> 练习题
1. 根据刘蓉一文，回答下列问题：
(a) 刘蓉治学以哪家之学为归？
(b) 刘蓉的理学与什么相结合？
(c) 刘蓉出而应世时，活动于哪两地之间？
2. 逐字抄录刘蓉一文的一段，从含有“刘蓉治学以程朱为归,力排汉学”的词句开始，抄到“值得我们后人深入思考、研究。”为止。

> 提取文本

◇ ◇ ◇ ◇ ◇

刘蓉治学以程朱为归,力排汉学之穿凿,亦不取陆王之禅悟。其理学又与经世相结合,形成了他在政治、军事、文学等方面的种种主张。刘蓉本一介书生,遭逢世变,激于义理,驰驱戎马之场,重膺封疆之寄,操戈戡乱,阐理学于刀光剑影之中。而身殁之后,不及百年,名暗不彰,“盖其少时暗然自修,声气不广。及其出而应世,活动于岷江、秦岭之间,其地偏远,不能为中原士大夫所知。虽其治戎涖政,皆有所长,而后人知之者鲜”。总观刘蓉一生,经历颇丰,学术、政治、军事、文学,无一不与,其业绩成就虽不显著,但思想、见识却有不少高人之处,它留下的这笔宝贵的文化遗产,值得我们后人深入思考、研究。

◇ ◇ ◇ ◇ ◇

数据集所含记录
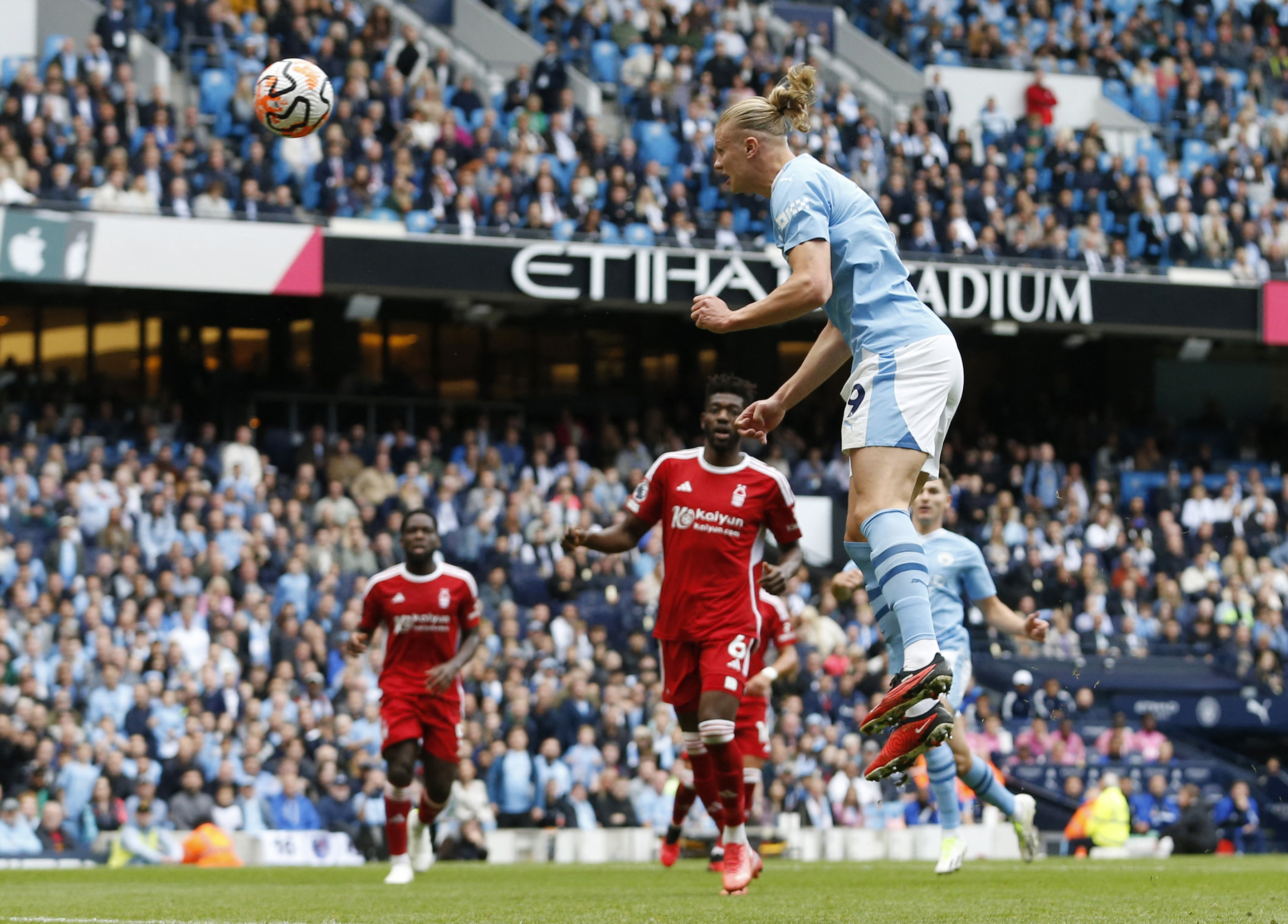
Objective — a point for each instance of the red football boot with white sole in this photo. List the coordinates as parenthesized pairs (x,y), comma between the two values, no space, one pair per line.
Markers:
(737,872)
(908,689)
(910,740)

◇ ◇ ◇ ◇ ◇

> 参考答案
1.
(a) 程朱
(b) 经世
(c) 岷江、秦岭之间

2.
刘蓉治学以程朱为归,力排汉学之穿凿,亦不取陆王之禅悟。其理学又与经世相结合,形成了他在政治、军事、文学等方面的种种主张。刘蓉本一介书生,遭逢世变,激于义理,驰驱戎马之场,重膺封疆之寄,操戈戡乱,阐理学于刀光剑影之中。而身殁之后,不及百年,名暗不彰,“盖其少时暗然自修,声气不广。及其出而应世,活动于岷江、秦岭之间,其地偏远,不能为中原士大夫所知。虽其治戎涖政,皆有所长,而后人知之者鲜”。总观刘蓉一生,经历颇丰,学术、政治、军事、文学,无一不与,其业绩成就虽不显著,但思想、见识却有不少高人之处,它留下的这笔宝贵的文化遗产,值得我们后人深入思考、研究。